*** Passage to read

SAN DIEGO — Earth Day celebrations took place all over San Diego Saturday, aimed at learning and protecting the planet.
One of the biggest events, EarthFest, returned to Balboa Park, hosting more than 120 vendors and educators for the thousands of people in attendance.
“We’re enjoying it, got some food here — ready to be prepped,” one attendee, Daniel Olais, said to FOX 5. “My wife has the kids in some shade underneath the tree.”
Olais, who comes every year, was excited to head back to the park on the sunny April Saturday.
“(We) come every year, it’s just a good excuse to get the kids outside, around people,” he said. “It’s a safe environment, you can learn something — you can learn about the earth. It’s kind of good to push that on my kids a little bit to appreciate.”
This year at the city’s EarthFest event, food was a focus of the event: for the first time, the event partnered with Vegan Food Popup — merging plant-based foods with protecting the planet.
“Being vegans, we are all about doing the least amount of harm as possible,” Michelle May, San Diego EarthFest director of events, told FOX 5. “That doesn’t mean no harm, but we are all trying to toward that goal.”
Among, the vegan vendors present was Tara’s Luscious Cheats, a local vegan bakery with an emphasis on education.
“My mission is more to protect humanity from all the food-related illnesses and diseases that are prevalent in our world today, because of all the bad toxic chemicals that are going into our bodies,” owner Tara Caden told FOX 5.
Those at Saturday’s event were appreciative of this year’s tasty twist.
“Mother Nature is helping us grow food,” said a young attendee, Sage Drake. “Also, Mother Nature helped us make plants.”
Sage and her mother Evangeline Monroe, take the Earth into their daily lives — from helping to plant broccoli at school, to operating a permaculture research and eco-community design center in Valley Center.

******

Check your understanding:
1 > Print everything in the EarthFest article from "Among, the vegan" down to "in Valley Center.".
2 > Answer these questions from the EarthFest article:
(a) How many vendors and educators did EarthFest host at Balboa Park?
(b) What is Michelle May's job title?
(c) Where is the permaculture research and eco-community design center?

*** Data for review

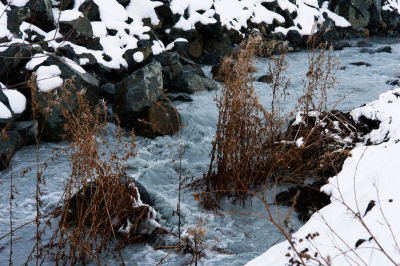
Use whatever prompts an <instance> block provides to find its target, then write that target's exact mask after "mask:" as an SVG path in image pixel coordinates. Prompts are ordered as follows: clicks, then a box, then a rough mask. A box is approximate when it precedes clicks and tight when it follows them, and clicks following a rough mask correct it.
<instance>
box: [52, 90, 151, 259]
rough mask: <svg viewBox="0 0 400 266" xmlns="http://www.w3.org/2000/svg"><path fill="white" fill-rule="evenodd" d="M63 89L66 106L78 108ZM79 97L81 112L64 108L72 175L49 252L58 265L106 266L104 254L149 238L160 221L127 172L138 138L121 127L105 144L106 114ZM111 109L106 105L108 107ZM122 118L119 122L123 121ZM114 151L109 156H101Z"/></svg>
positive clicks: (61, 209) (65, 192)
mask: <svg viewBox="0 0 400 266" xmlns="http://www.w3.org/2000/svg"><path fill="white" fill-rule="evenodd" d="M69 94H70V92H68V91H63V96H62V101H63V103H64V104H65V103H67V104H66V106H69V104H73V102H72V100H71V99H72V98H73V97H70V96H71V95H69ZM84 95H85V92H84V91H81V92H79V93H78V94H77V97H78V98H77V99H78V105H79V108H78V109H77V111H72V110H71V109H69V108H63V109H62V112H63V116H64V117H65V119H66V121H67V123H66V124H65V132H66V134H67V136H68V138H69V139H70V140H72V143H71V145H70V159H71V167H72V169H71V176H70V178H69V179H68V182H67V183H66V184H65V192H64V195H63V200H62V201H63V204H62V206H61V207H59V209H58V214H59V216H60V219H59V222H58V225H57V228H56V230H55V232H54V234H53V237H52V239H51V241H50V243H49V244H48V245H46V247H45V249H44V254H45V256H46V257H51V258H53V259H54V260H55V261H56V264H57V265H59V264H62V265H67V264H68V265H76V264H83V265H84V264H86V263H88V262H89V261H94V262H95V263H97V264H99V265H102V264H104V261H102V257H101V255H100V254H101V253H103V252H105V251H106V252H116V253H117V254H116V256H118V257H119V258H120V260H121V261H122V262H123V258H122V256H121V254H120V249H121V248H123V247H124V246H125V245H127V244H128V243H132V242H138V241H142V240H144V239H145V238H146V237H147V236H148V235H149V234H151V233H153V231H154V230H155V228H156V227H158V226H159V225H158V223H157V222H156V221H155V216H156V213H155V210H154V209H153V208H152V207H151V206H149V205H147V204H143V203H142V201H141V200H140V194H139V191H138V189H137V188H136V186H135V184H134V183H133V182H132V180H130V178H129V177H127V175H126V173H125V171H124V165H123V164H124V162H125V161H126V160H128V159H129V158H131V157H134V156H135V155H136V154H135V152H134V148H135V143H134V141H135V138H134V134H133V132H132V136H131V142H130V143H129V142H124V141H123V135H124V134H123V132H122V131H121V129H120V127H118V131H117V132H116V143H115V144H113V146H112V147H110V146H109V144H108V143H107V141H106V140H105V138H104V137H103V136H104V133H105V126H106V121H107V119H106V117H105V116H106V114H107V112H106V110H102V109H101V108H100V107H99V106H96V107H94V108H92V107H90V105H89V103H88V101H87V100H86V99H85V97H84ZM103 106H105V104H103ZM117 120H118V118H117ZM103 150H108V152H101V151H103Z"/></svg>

******

Your responses:
1 >
Among, the vegan vendors present was Tara’s Luscious Cheats, a local vegan bakery with an emphasis on education.
“My mission is more to protect humanity from all the food-related illnesses and diseases that are prevalent in our world today, because of all the bad toxic chemicals that are going into our bodies,” owner Tara Caden told FOX 5.
Those at Saturday’s event were appreciative of this year’s tasty twist.
“Mother Nature is helping us grow food,” said a young attendee, Sage Drake. “Also, Mother Nature helped us make plants.”
Sage and her mother Evangeline Monroe, take the Earth into their daily lives — from helping to plant broccoli at school, to operating a permaculture research and eco-community design center in Valley Center.

2 >
(a) More than 120
(b) San Diego EarthFest director of events
(c) Valley Center